## [DOCUMENT SEGMENT]
EP by The Mr. T Experience
- Released: 1994 (re-released 2002)
- Recorded: 1994
- Genre: Punk rock, pop punk
- Label: Lookout!
- Producer: Kevin Army

The Mr. T Experience chronology
| Our Bodies Our Selves (1993) | ...And the Women Who Love Them (1994) | Love Is Dead (1996) |

= ...And the Women Who Love Them =

...And the Women Who Love Them is an EP by the Berkeley, California punk rock band The Mr. T Experience, released in 1994 by Lookout! Records. It was the band's first release with drummer Jim "Jym" Pittman, replacing founding member Alex Laipeneiks who had left the group the previous year. It was recorded at a time when the band were very near breaking up permanently, and its release helped to creatively rejuvenate the group. Shortly after its release bassist Aaron Rubin left the band and was replaced by Joel Reader.

In 2002 ...And the Women Who Love Them was re-released as a "Special Addition" CD which includes numerous bonus tracks compiling nearly all of the band's singles, outtakes, and rare tracks from 1994 through 1997, as well as detailed liner notes explaining this span of the band's history and the recording of the songs.

## [COMPLETE THE FOLLOWING]
(a) Transcribe the passage on the EP ...And the Women Who Love Them between "- Producer: Kevin" and "by Joel Reader.", inclusive.
(b) Go on with the passage on the EP ...And the Women Who Love Them, starting after its last sentence.

Collection entries:

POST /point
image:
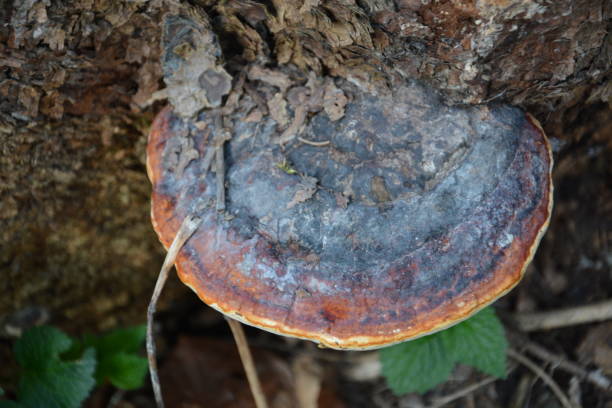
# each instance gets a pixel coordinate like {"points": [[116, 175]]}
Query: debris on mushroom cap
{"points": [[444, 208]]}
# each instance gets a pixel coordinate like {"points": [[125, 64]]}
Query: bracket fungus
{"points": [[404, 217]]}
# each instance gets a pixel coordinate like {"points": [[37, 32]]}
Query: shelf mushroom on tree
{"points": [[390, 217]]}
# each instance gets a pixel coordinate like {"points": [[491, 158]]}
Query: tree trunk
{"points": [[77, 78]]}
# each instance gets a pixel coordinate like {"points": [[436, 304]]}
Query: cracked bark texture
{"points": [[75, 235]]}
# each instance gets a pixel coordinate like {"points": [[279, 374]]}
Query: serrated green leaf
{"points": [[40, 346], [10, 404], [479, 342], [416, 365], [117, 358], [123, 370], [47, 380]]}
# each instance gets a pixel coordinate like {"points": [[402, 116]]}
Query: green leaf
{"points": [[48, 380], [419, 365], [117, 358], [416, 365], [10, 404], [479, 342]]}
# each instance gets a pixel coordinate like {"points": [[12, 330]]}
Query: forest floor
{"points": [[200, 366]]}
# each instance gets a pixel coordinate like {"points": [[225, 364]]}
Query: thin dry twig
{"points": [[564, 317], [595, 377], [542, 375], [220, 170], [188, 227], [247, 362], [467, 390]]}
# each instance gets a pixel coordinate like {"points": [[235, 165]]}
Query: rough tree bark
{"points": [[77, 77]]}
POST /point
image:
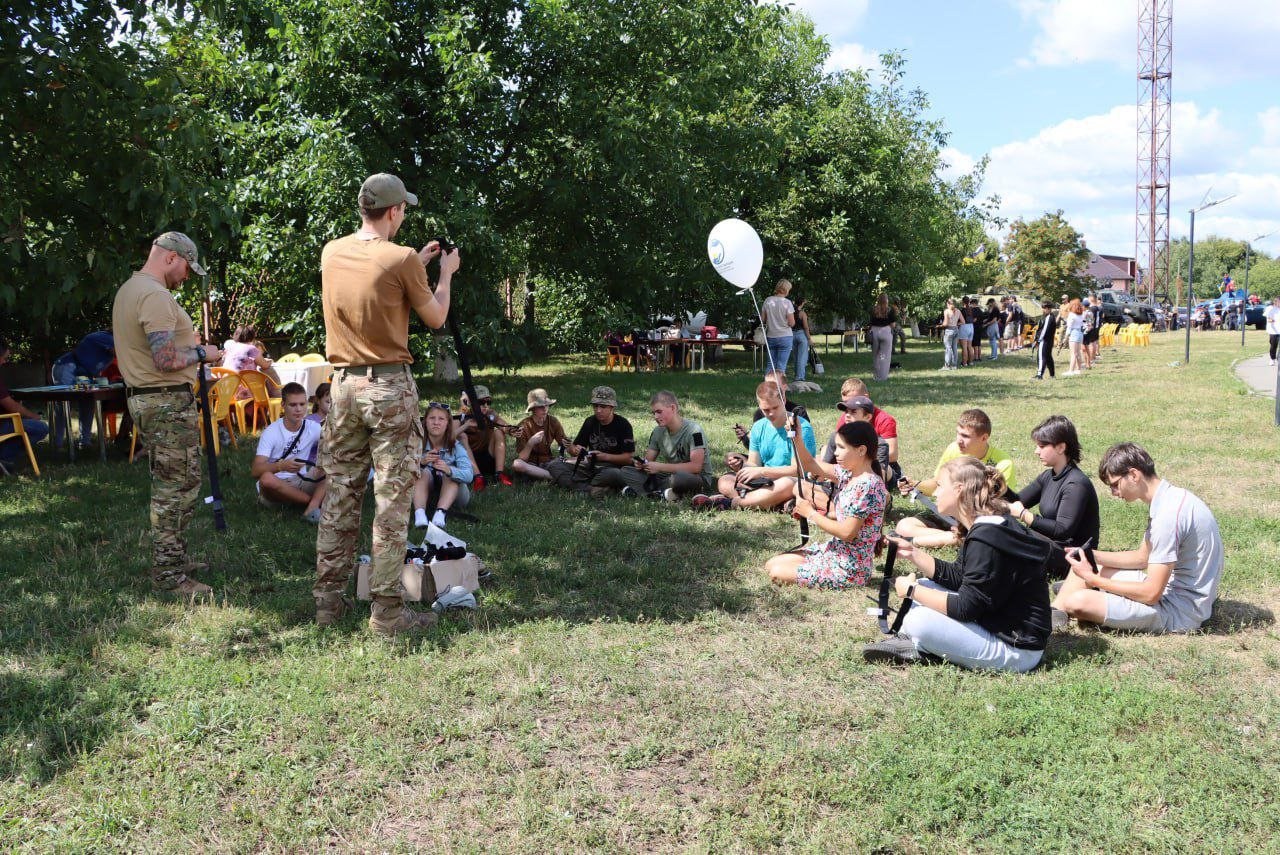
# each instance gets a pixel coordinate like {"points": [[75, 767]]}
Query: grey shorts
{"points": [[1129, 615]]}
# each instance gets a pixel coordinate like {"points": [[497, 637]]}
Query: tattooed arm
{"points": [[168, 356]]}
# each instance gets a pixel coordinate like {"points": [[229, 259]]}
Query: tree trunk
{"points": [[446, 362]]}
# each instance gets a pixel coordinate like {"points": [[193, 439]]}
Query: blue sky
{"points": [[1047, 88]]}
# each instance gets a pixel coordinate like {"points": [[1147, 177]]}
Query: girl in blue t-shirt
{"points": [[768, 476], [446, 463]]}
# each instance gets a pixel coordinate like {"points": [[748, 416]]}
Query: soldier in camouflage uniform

## [ANSWERS FOR THIS EXERCISE]
(a)
- Producer: Kevin Army

The Mr. T Experience chronology
| Our Bodies Our Selves (1993) | ...And the Women Who Love Them (1994) | Love Is Dead (1996) |

= ...And the Women Who Love Them =

...And the Women Who Love Them is an EP by the Berkeley, California punk rock band The Mr. T Experience, released in 1994 by Lookout! Records. It was the band's first release with drummer Jim "Jym" Pittman, replacing founding member Alex Laipeneiks who had left the group the previous year. It was recorded at a time when the band were very near breaking up permanently, and its release helped to creatively rejuvenate the group. Shortly after its release bassist Aaron Rubin left the band and was replaced by Joel Reader.

(b)
Professional ratings
Review scores
| Source | Rating |
| Allmusic | Original release: |
| Allmusic | Special edition: |
| Pitchfork Media | (5.9/10) |

==Track listing==

| No. | Title | Length |
|---|---|---|
| 1. | "Tapin' Up My Heart" |  |
| 2. | "My Stupid Life" |  |
| 3. | "I Believe in You" |  |
| 4. | "All My Promises" |  |
| 5. | "Checkers Speech" |  |
| 6. | "We Hate All the Same Things" |  |
| 7. | "Now That You Are Gone" |  |

"Special Addition" bonus tracks
| No. | Title | From | Length |
|---|---|---|---|
| 8. | "How'd the Date End?" | "Tapin' Up My Heart" |  |
| 9. | "Alternative is Here to Stay" | "Alternative is Here to Stay" |  |
| 10. | "You Today" | "Alternative is Here to Stay" |  |
| 11. | "New Girlfriend" | "Alternative is Here to Stay" |  |
| 12. | "Yeah, Yeah, Yeah, Yeah" | Generations I: A Punk Look at Human Rights |  |
| 13. | "Unpack Your Adjectives" (George Newall; originally performed by Schoolhouse Rock!) | A Slice of Lemon |  |
| 14. | "Sackcloth and Ashes" (demo) |  |  |
| 15. | "Semi-OK" (original version) | The Mr. T Experience / Goober Patrol |  |
| 16. | "Is There Something I Should Know?" (Duran Duran) | The Duran Duran Tribute Album |  |
| 17. | "We Are the Future People of Tomorrow" | More Bounce to the Ounce |  |
| 18. | "Whistle Bait" (Georgie Stoll, Robert Van Eps; originally performed by Larry Collins) | More Bounce to the Ounce |  |
| 19. | "Crash" (Paul J. Court, Steve Dullaghan, Tracy Tracy; originally performed by The Primitives) | Before You Were Punk |  |
| 20. | "Another Yesterday" (demo) |  |  |
| 21. | "You Alone" | b-side from Revenge is Sweet, and So Are You |  |
| 22. | "Don't Go Breaking My Heart" (Elton John, Bernie Taupin; originally performed by Elton John & Kiki Dee) | b-side from Revenge is Sweet, and So are You |  |
| 23. | "As Life Goes on, You Get More and More Out of It" | b-side from Revenge is Sweet, and So are You |  |
| 24. | "King Dork" | The Mr. T Experience / Gigantor |  |
| 25. | "I Was Losing You All Along" | b-side from Revenge is Sweet, and So are You |  |

==Performers==
- Dr. Frank – Vocals, guitar
- Aaron Rubin – bass (tracks 1–8)
- Joel Reader – bass (tracks 8–25)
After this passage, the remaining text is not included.